◆ **Kaynak Metin**:
Trafik güvenliği seviyesi normalleştirilmeli. Yani halkın daha güvenli bir trafik talep etmesi sağlanmalı. Örneğin hava taşımacılığı gibi, gıda veya ilaçta olduğu gibi şimdiye nazaran ancak çok çok az ölü ve yaralı sayıları normal sayılmalı. Hükümet seviyesinde olsun, ve belediyelerde olsun trafik güvenliği kültürünün geliştirilmesi için uzun vadeli stratejik planlar yapılmalı, somut hedefler ortaya konmalı ve bu planlar hemen hayata geçirilmelidir.
Nasıl yapılmalı?
Tek bir projenin yalnız başına tüm bir kültürü değiştirmesi beklenemez. Ama değişik seviyelerdeki insanları hedefleyen kimisi spesifik olarak bir kurala odaklanan, kimisi daha geniş anlamda trafik kavramını hedefleyen çok çeşitli stratejilerle bunu başarmak mümkündür. Eğer yeterince fazla bu konular gündeme getirilir ve hakkında konuşulursa, kampanyalar yapılırsa değişim mutlaka başlayacaktır. Örneğin en son ülkemizdeki “içinizdeki trafik canavarını durdurun” kampanyasından bu yana özel sektör girişimiyle yapılan bir sosyal sorumluluk projesi ( Trafik Hayattır ) hariç Türkiye'de herhangi bir trafik güvenliğine yönelik kampanya yapıldığını uzun süre göremedik. Son dönemde Cumhurbaşkanlığı tarafından çeşitli sponsorlarında desteğiyle pek ses getirmesede “trafik'te 10 bin hayat” isimli bir sosyal sorumluluk kampanyası ortaya çıktı. Ama hala günde ortalama 4 saat TV seyreden Türk halkı için TV'lerde uyarıcı yayınlar, filmler görmek mümkün değil. Oysa kültürün oluşması için etkileyici akılda kalıcı sloganlar, görseller ve bunların devamlı olarak tekrar edilmesi şarttır. Kurallar ne kadar çok tekrar edilirse insanların bilinçlenmesi de buna bağlı olarak gerçekleşecektir. Sadece cezalandırmanın sonuç sağlamadığı fark edilmelidir.

◆ **Görev Tanımı**: Yukarıdaki trafik güvenliği metninin "Trafik güvenliği seviyesi" sözcüklerinin geçtiği yerden başlayan ve "Nasıl yapılmalı?" sözcüklerinden sonra biten bölümünü hiçbir değişiklik yapmadan yeniden yazın.

◆ **Kayıtlı Veriler**:
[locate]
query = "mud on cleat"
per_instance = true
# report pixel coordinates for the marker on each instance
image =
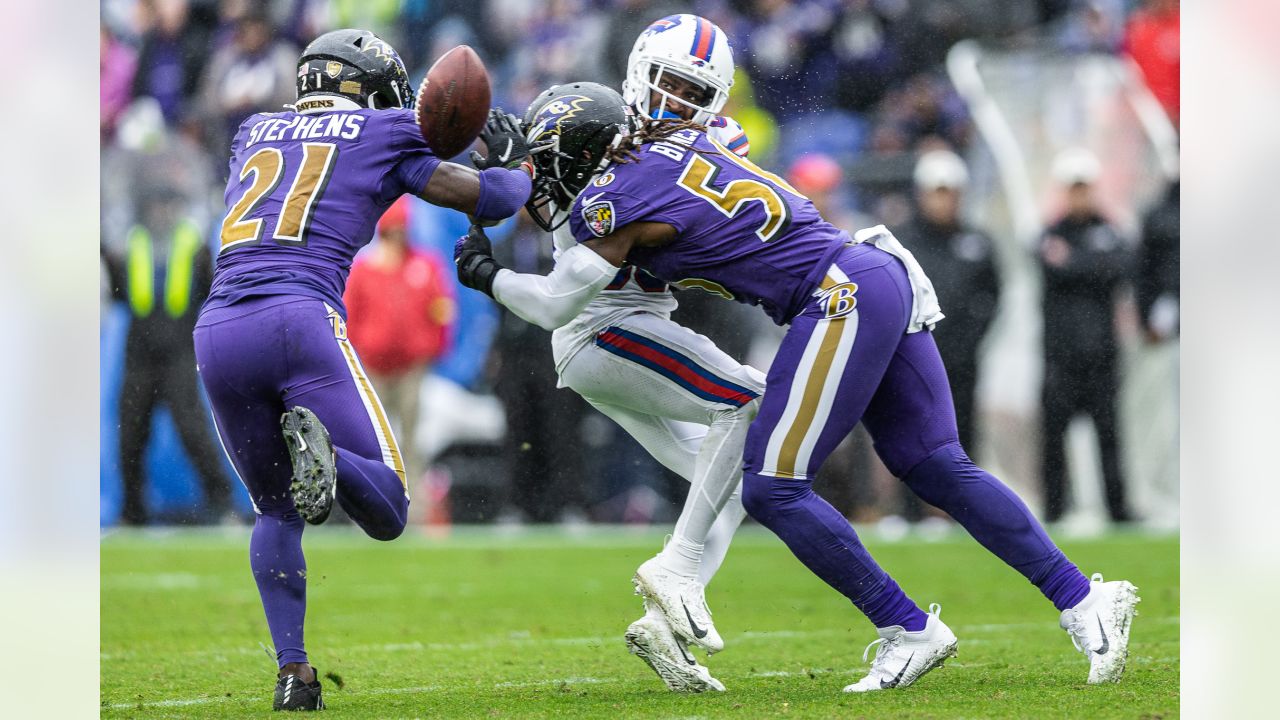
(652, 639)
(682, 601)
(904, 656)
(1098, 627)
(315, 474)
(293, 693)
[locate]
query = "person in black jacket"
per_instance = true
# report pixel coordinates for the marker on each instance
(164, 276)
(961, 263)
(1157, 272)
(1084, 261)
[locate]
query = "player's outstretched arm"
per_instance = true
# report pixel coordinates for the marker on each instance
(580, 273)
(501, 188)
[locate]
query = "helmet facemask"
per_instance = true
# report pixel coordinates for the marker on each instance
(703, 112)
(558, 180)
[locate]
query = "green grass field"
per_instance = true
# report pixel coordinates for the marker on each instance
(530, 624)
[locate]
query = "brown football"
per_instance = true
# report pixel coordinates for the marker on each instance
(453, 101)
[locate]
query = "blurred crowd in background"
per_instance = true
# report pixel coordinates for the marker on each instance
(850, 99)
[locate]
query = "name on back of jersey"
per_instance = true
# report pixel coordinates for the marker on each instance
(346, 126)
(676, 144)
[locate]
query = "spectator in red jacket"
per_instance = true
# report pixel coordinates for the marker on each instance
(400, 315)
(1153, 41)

◆ **Yanıt Aşağıda**:
Trafik güvenliği seviyesi normalleştirilmeli. Yani halkın daha güvenli bir trafik talep etmesi sağlanmalı. Örneğin hava taşımacılığı gibi, gıda veya ilaçta olduğu gibi şimdiye nazaran ancak çok çok az ölü ve yaralı sayıları normal sayılmalı. Hükümet seviyesinde olsun, ve belediyelerde olsun trafik güvenliği kültürünün geliştirilmesi için uzun vadeli stratejik planlar yapılmalı, somut hedefler ortaya konmalı ve bu planlar hemen hayata geçirilmelidir.
Nasıl yapılmalı?